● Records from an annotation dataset
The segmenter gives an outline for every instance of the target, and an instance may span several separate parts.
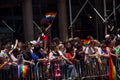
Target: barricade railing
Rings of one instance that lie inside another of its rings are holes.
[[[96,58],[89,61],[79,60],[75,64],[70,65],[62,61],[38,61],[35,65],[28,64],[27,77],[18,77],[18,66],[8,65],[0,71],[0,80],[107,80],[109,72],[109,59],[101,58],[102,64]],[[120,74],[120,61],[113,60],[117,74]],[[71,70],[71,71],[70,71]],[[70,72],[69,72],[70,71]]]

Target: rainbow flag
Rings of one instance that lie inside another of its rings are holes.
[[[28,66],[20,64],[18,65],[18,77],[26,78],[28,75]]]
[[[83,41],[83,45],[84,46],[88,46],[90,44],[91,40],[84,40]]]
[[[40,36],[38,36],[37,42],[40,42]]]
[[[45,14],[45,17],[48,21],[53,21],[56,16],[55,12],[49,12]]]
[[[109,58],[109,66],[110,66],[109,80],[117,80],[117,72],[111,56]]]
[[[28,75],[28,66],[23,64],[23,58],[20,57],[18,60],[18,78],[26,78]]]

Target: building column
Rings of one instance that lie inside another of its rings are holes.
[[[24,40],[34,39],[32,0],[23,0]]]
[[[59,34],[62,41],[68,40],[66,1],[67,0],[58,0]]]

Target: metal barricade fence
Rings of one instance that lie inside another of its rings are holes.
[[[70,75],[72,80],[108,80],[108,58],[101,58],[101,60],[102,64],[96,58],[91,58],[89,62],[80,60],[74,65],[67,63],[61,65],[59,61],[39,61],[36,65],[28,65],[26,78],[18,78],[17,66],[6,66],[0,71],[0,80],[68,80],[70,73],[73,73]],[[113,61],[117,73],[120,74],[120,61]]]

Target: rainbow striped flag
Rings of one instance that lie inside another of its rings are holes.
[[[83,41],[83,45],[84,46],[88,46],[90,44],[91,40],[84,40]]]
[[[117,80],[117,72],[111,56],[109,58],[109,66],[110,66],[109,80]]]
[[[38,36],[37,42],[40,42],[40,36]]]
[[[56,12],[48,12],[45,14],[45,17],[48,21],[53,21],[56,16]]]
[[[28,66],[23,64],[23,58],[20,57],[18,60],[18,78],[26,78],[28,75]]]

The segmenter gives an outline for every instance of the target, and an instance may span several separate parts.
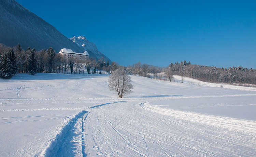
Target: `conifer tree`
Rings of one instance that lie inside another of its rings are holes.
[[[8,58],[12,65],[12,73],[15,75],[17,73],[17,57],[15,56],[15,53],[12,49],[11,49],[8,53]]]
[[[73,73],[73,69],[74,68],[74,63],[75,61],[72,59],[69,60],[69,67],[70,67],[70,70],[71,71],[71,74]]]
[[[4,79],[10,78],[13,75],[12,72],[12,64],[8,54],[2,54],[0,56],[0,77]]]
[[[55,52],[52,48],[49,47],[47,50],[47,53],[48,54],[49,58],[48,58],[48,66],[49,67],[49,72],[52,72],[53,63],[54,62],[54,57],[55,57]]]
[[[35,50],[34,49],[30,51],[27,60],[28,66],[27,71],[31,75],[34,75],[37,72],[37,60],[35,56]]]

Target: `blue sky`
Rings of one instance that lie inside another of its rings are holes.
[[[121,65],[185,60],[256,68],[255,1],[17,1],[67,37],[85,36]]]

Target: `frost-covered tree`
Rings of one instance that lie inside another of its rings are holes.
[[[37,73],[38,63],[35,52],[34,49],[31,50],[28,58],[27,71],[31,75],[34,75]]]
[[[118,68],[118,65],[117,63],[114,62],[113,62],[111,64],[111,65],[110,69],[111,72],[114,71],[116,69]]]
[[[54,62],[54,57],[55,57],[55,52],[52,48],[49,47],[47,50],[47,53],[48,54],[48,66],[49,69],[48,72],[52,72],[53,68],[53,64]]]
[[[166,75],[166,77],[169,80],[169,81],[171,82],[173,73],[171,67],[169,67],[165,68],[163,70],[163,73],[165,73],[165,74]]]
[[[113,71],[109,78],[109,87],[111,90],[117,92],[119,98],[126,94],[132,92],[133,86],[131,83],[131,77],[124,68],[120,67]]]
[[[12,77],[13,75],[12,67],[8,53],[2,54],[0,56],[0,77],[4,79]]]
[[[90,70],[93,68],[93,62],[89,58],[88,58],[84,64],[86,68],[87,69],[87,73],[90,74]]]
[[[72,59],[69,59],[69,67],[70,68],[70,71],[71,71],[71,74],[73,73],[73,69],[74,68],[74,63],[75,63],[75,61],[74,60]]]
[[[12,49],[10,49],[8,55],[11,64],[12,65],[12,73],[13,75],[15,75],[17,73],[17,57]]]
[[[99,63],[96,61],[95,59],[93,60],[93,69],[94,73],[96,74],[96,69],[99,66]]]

● Aim of the exercise
Put every line of the data above into a Markdown table with the columns Row and Line, numbering the rows and skipping blank lines. Leave the pictures out of your answer.

● Result of the task
| Row | Line |
|---|---|
| 1 | The segmenter gives an outline for every instance of the target, and an instance may span several separate parts. |
| 2 | Target: barricade railing |
| 3 | Rings of one instance that lie inside another of its rings are holes. |
| 4 | [[[96,58],[89,61],[79,60],[75,64],[70,65],[62,61],[38,61],[35,65],[28,64],[27,77],[18,77],[18,66],[8,65],[0,71],[0,80],[107,80],[109,72],[109,59],[101,58],[102,64]],[[120,74],[120,61],[113,60],[117,74]],[[71,70],[71,71],[70,71]],[[70,72],[69,72],[70,71]]] |
| 5 | Target: rainbow flag |
| 6 | Rings of one instance that lie inside another of its rings are holes. |
| 7 | [[[28,66],[20,64],[18,65],[18,77],[26,78],[28,75]]] |
| 8 | [[[83,41],[83,45],[84,46],[88,46],[90,44],[91,40],[84,40]]] |
| 9 | [[[40,36],[38,36],[37,42],[40,42]]] |
| 10 | [[[45,14],[45,17],[48,21],[53,21],[56,16],[55,12],[49,12]]] |
| 11 | [[[109,58],[109,66],[110,66],[109,80],[117,80],[117,72],[111,56]]] |
| 12 | [[[28,75],[28,66],[23,64],[23,58],[20,57],[18,60],[18,78],[26,78]]] |
| 13 | Target: building column |
| 14 | Rings of one instance that lie inside another of its rings are holes. |
| 15 | [[[24,40],[34,39],[32,0],[23,0]]] |
| 16 | [[[59,34],[62,41],[68,40],[66,1],[67,0],[58,0]]] |
| 17 | Target: metal barricade fence |
| 18 | Rings of one instance that lie inside another of its rings are holes. |
| 19 | [[[70,75],[72,80],[108,80],[108,58],[101,58],[101,60],[102,64],[96,58],[91,58],[89,62],[80,60],[74,65],[67,63],[61,65],[59,61],[39,61],[36,65],[28,65],[26,78],[18,78],[17,66],[6,66],[0,71],[0,80],[68,80],[70,73],[73,73]],[[113,61],[117,73],[120,74],[120,61]]] |
| 20 | Target: rainbow striped flag |
| 21 | Rings of one instance that lie inside another of its rings are holes. |
| 22 | [[[83,41],[83,45],[84,46],[88,46],[90,44],[91,40],[84,40]]] |
| 23 | [[[117,80],[117,72],[111,56],[109,58],[109,66],[110,66],[109,80]]] |
| 24 | [[[38,36],[37,42],[40,42],[40,36]]] |
| 25 | [[[56,12],[48,12],[45,14],[45,17],[48,21],[53,21],[56,16]]] |
| 26 | [[[28,66],[23,64],[23,58],[20,57],[18,60],[18,78],[26,78],[28,75]]] |
| 27 | The segmenter gives an outline for every instance of the target, and an instance may span several separate parts. |
| 28 | Target: `conifer tree` |
| 29 | Rings of one instance that lie inside another of its rings are holes. |
| 30 | [[[8,58],[12,65],[12,73],[15,75],[17,73],[17,57],[15,56],[15,53],[12,49],[11,49],[8,53]]] |
| 31 | [[[73,73],[73,69],[74,68],[74,63],[75,61],[72,59],[69,60],[69,67],[70,67],[70,70],[71,71],[71,74]]] |
| 32 | [[[4,79],[10,78],[13,75],[12,72],[12,64],[8,54],[2,54],[0,56],[0,77]]] |
| 33 | [[[55,52],[52,48],[49,47],[47,50],[47,53],[48,54],[49,58],[48,58],[48,66],[49,67],[49,72],[52,72],[53,63],[54,62],[54,57],[55,57]]] |
| 34 | [[[35,50],[34,49],[30,51],[27,60],[28,66],[27,71],[31,75],[34,75],[37,72],[37,60],[35,56]]] |
| 35 | Target: `blue sky` |
| 36 | Rings of one instance that lie inside another of its rings are holes. |
| 37 | [[[121,65],[185,60],[256,68],[255,1],[17,1],[67,37],[85,36]]] |
| 38 | Target: `frost-covered tree` |
| 39 | Rings of one instance that lie inside another of its rings are holes. |
| 40 | [[[37,73],[38,63],[35,52],[34,49],[31,50],[28,58],[27,71],[31,75],[34,75]]] |
| 41 | [[[118,68],[118,65],[117,63],[114,62],[113,62],[111,64],[111,65],[110,69],[111,72],[114,71],[116,69]]] |
| 42 | [[[54,62],[54,57],[55,57],[55,52],[52,48],[49,47],[47,50],[47,53],[48,54],[48,66],[49,69],[48,72],[52,72],[53,68],[53,64]]] |
| 43 | [[[166,75],[166,77],[169,80],[169,81],[171,82],[173,73],[171,67],[169,67],[165,68],[163,70],[163,73],[165,73],[165,74]]] |
| 44 | [[[113,71],[109,78],[109,87],[111,90],[117,92],[119,98],[126,94],[132,92],[133,86],[131,83],[131,77],[124,68],[120,67]]] |
| 45 | [[[12,77],[13,75],[12,67],[8,53],[2,54],[0,56],[0,77],[4,79]]] |
| 46 | [[[90,70],[93,68],[93,62],[89,58],[88,58],[84,64],[86,68],[87,69],[87,73],[90,74]]] |
| 47 | [[[72,59],[69,59],[69,67],[70,68],[70,71],[71,71],[71,74],[73,73],[73,69],[74,68],[74,63],[75,63],[75,61],[74,60]]] |
| 48 | [[[12,49],[10,49],[8,55],[11,64],[12,65],[12,73],[13,75],[15,75],[17,73],[17,57]]] |
| 49 | [[[99,63],[96,61],[95,59],[93,60],[93,69],[94,73],[96,74],[96,69],[99,66]]] |